Box annotations for photos:
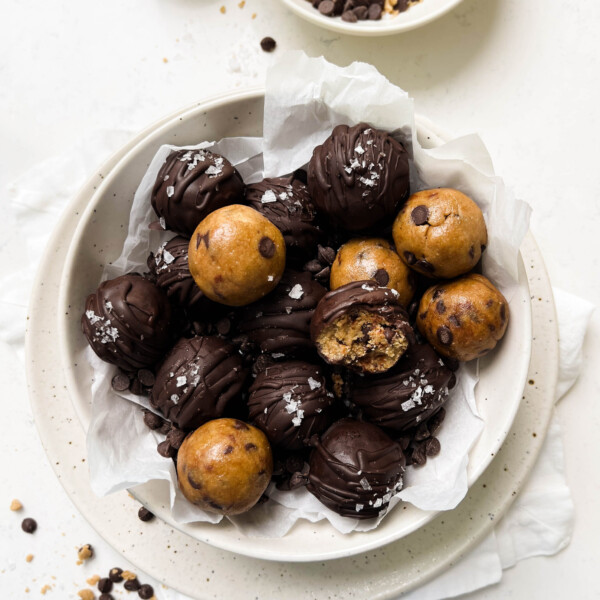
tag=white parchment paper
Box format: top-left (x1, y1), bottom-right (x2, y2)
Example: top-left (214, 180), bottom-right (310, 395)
top-left (85, 52), bottom-right (530, 537)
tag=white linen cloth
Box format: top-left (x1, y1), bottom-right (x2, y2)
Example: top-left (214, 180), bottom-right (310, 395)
top-left (0, 131), bottom-right (593, 600)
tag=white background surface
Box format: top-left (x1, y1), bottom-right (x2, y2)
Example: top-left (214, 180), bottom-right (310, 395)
top-left (0, 0), bottom-right (600, 600)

● **Exercise**
Copy out the records above again line for line, leaving out the pictures.

● **Answer**
tag=white parchment paper
Box format: top-left (x1, y1), bottom-right (x2, y2)
Example: top-left (214, 180), bottom-right (310, 395)
top-left (85, 52), bottom-right (530, 537)
tag=white linen cloth
Box format: top-left (x1, y1), bottom-right (x2, y2)
Example: top-left (214, 180), bottom-right (310, 395)
top-left (0, 131), bottom-right (593, 600)
tag=white background surface
Box format: top-left (x1, y1), bottom-right (x2, y2)
Example: top-left (214, 180), bottom-right (310, 395)
top-left (0, 0), bottom-right (600, 600)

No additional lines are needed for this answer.